═══ PROVIDED DATA ═══

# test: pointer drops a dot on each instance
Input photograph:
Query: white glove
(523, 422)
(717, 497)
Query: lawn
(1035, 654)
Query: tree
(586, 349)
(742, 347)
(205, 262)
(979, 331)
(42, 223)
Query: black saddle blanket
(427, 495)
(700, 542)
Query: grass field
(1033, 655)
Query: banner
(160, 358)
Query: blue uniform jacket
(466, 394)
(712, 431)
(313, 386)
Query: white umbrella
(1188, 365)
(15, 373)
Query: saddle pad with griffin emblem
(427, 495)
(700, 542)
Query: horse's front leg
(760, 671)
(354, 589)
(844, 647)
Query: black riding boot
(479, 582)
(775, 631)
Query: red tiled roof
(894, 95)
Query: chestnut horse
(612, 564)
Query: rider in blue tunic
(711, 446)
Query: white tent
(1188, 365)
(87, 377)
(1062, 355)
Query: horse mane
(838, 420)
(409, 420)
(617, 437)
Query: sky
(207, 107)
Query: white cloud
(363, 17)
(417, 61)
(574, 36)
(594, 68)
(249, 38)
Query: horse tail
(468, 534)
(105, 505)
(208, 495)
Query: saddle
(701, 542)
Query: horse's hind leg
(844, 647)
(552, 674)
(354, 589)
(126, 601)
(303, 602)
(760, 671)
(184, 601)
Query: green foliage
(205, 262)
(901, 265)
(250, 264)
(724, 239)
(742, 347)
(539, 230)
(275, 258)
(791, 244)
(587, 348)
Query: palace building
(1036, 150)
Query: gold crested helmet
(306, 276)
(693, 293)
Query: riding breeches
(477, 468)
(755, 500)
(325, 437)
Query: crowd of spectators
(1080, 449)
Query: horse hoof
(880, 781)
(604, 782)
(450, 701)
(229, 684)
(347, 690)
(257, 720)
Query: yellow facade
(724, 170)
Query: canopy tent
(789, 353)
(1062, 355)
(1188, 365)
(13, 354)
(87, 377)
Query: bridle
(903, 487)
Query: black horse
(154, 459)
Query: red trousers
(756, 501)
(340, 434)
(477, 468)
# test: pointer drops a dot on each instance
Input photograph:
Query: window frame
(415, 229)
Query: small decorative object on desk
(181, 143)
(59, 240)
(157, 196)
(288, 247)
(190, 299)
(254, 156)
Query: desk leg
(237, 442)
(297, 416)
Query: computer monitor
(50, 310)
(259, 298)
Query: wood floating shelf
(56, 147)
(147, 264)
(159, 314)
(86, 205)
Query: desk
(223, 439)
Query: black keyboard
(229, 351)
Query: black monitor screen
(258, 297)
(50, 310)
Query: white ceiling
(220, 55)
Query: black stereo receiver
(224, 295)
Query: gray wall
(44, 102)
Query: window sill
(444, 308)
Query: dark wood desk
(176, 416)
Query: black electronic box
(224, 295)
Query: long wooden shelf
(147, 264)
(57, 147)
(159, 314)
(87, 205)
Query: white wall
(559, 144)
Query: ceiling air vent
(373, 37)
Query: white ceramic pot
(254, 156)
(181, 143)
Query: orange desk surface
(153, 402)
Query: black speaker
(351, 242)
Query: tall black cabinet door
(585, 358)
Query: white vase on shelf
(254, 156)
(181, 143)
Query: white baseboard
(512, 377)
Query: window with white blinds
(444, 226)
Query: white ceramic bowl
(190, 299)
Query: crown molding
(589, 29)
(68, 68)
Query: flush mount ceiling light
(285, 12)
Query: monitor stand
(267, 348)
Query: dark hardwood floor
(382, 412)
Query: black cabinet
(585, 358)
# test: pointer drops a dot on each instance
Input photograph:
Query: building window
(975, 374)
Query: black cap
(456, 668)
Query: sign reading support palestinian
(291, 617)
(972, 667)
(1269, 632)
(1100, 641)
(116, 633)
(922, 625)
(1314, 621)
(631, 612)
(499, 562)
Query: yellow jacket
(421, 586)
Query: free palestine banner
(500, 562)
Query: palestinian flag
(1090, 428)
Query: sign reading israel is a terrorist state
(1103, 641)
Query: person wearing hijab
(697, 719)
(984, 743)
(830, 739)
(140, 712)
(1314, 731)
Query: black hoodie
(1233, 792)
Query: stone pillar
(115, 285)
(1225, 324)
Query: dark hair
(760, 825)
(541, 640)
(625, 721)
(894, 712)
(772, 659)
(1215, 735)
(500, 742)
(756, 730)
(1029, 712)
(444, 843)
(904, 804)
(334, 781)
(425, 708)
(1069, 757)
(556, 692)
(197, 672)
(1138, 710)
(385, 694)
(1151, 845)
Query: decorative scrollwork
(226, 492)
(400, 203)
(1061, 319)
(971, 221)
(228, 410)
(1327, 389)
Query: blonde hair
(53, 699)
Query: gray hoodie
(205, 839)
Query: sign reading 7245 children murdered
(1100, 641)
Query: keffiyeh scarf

═══

» **WHAT TO DO**: For each record in the listing, output it again exactly.

» **RESULT FOR THIS TASK**:
# test: pointer drops a dot on each instance
Input photograph:
Query: white glove
(523, 422)
(717, 497)
Query: lawn
(1035, 654)
Query: tree
(586, 349)
(742, 347)
(205, 262)
(979, 331)
(42, 223)
Query: black saddle blanket
(427, 495)
(700, 542)
Query: grass field
(1033, 655)
Query: banner
(160, 358)
Query: blue uniform jacket
(466, 394)
(712, 431)
(313, 386)
Query: white umbrella
(1188, 365)
(15, 373)
Query: saddle pad with griffin emblem
(427, 495)
(700, 542)
Query: horse's front leg
(760, 671)
(354, 589)
(844, 647)
Query: black riding boot
(479, 582)
(775, 631)
Query: red tiled roof
(894, 95)
Query: chestnut horse
(612, 564)
Query: rider in blue tunic
(711, 446)
Query: white tent
(1188, 365)
(87, 377)
(1062, 355)
Query: horse mane
(838, 420)
(409, 420)
(617, 437)
Query: sky
(207, 107)
Query: white cloud
(363, 17)
(417, 61)
(574, 36)
(594, 68)
(249, 38)
Query: horse tail
(468, 534)
(105, 505)
(208, 495)
Query: saddle
(701, 542)
Query: horse's hind leg
(844, 647)
(552, 674)
(354, 589)
(126, 601)
(303, 602)
(760, 671)
(184, 601)
Query: green foliage
(205, 262)
(901, 265)
(250, 264)
(724, 239)
(742, 347)
(539, 230)
(275, 258)
(791, 244)
(587, 348)
Query: palace building
(1036, 150)
Query: gold crested helmet
(306, 276)
(693, 293)
Query: riding breeches
(477, 468)
(755, 500)
(325, 437)
Query: crowd of spectators
(1080, 449)
Query: horse hoof
(880, 781)
(604, 782)
(450, 701)
(229, 684)
(347, 690)
(257, 720)
Query: yellow facade
(724, 170)
Query: canopy tent
(789, 353)
(1062, 355)
(1188, 365)
(13, 354)
(87, 377)
Query: bridle
(903, 487)
Query: black horse
(154, 459)
Query: red trousers
(756, 501)
(340, 434)
(477, 468)
# test: pointer drops a dot on each instance
Input photograph:
Query: window frame
(415, 229)
Query: small decorative object on desk
(181, 143)
(59, 240)
(157, 196)
(288, 247)
(190, 299)
(254, 156)
Query: desk leg
(237, 442)
(297, 416)
Query: computer monitor
(50, 310)
(259, 298)
Query: wood floating shelf
(56, 147)
(147, 264)
(159, 314)
(86, 205)
Query: desk
(223, 439)
Query: black keyboard
(229, 351)
Query: black monitor screen
(258, 297)
(50, 310)
Query: white ceiling
(220, 55)
Query: black stereo receiver
(224, 295)
Query: gray wall
(44, 102)
Query: window sill
(444, 308)
Query: dark wood desk
(176, 416)
Query: black electronic box
(224, 295)
Query: long wooden shelf
(147, 264)
(57, 147)
(159, 314)
(87, 205)
Query: white wall
(559, 144)
Query: ceiling air vent
(373, 37)
Query: white ceramic pot
(254, 156)
(181, 143)
Query: orange desk surface
(153, 402)
Query: black speaker
(351, 242)
Query: tall black cabinet door
(585, 358)
Query: white vase on shelf
(254, 156)
(181, 143)
Query: white baseboard
(512, 377)
Query: window with white blinds
(444, 226)
Query: white ceramic bowl
(190, 299)
Query: crown molding
(589, 29)
(68, 68)
Query: flush mount ceiling light
(285, 12)
Query: monitor stand
(267, 348)
Query: dark hardwood floor
(382, 412)
Query: black cabinet
(585, 358)
# test: pointer drops a dot on each instance
Input photograph:
Query: building window
(975, 374)
Query: black cap
(456, 668)
Query: sign reading support palestinian
(291, 617)
(972, 667)
(1269, 632)
(1100, 641)
(116, 633)
(922, 625)
(1314, 621)
(631, 612)
(499, 562)
Query: yellow jacket
(421, 586)
Query: free palestine banner
(500, 562)
Query: palestinian flag
(1090, 428)
Query: sign reading israel is a terrorist state
(1103, 641)
Query: person wearing hijab
(697, 719)
(984, 743)
(830, 739)
(140, 712)
(1314, 731)
Query: black hoodie
(1233, 792)
Query: stone pillar
(115, 285)
(1225, 324)
Query: dark hair
(760, 825)
(541, 640)
(625, 721)
(894, 712)
(772, 659)
(1215, 735)
(500, 742)
(756, 730)
(1029, 712)
(444, 843)
(904, 804)
(334, 781)
(425, 708)
(1069, 757)
(556, 692)
(197, 672)
(1138, 710)
(385, 694)
(1151, 845)
Query: decorative scrollwork
(226, 492)
(400, 203)
(1061, 319)
(971, 221)
(228, 410)
(1327, 389)
Query: blonde hair
(53, 699)
Query: gray hoodie
(205, 839)
Query: sign reading 7245 children murdered
(1100, 641)
Query: keffiyeh scarf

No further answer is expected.